**PAGE EXCERPT:**

Workers with altitude
When these people get up for work, they keep going up.
Many an urban dweller has marvelled at window washers riding scaffolds that descend glass cliffs tens of stories tall. Or at high-steel construction crews walking the girders of skeletal buildings.
Then there are those who inspect the rivets on suspension bridges, roughnecks perched on towering off-shore oil rigs - even bungee-jumping instructors urging their wards to plunge off some precipice.
When the Monitor checked in with a handful of Americans who hold down dizzying gigs, the edge was taken off the perception that altitude translates to excessive on-the-job danger.
Chalk it up to intense training and extra precautions: Jobs like the ones we examined have some of the best safety records around.
Midway up the spire of the First Universalist Church, in Rockport, Mass., steeplejack Eric Morin balances precariously in a bosun's chair as he tosses a line around the steeple. From the street, Bion Pike tugs the heavier rope tied to the tail end of Mr. Morin's line to free it from a snag on the roof.

**PROBLEM TO SOLVE:**
Answer these questions about the article on high-altitude workers, one per line:
1. Who does the article say urge their wards to plunge off a precipice?
2. What two things does the article credit for the strong safety records of such jobs?
3. What is Eric Morin sitting in as he tosses a line around the steeple?
The data that come next were gathered from a separate source.

[Collected data entries]
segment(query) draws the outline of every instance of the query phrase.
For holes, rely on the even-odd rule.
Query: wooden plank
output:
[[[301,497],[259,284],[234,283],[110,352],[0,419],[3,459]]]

**ANSWER FOR THE TASK:**
1. Bungee-jumping instructors
2. Intense training and extra precautions
3. A bosun's chair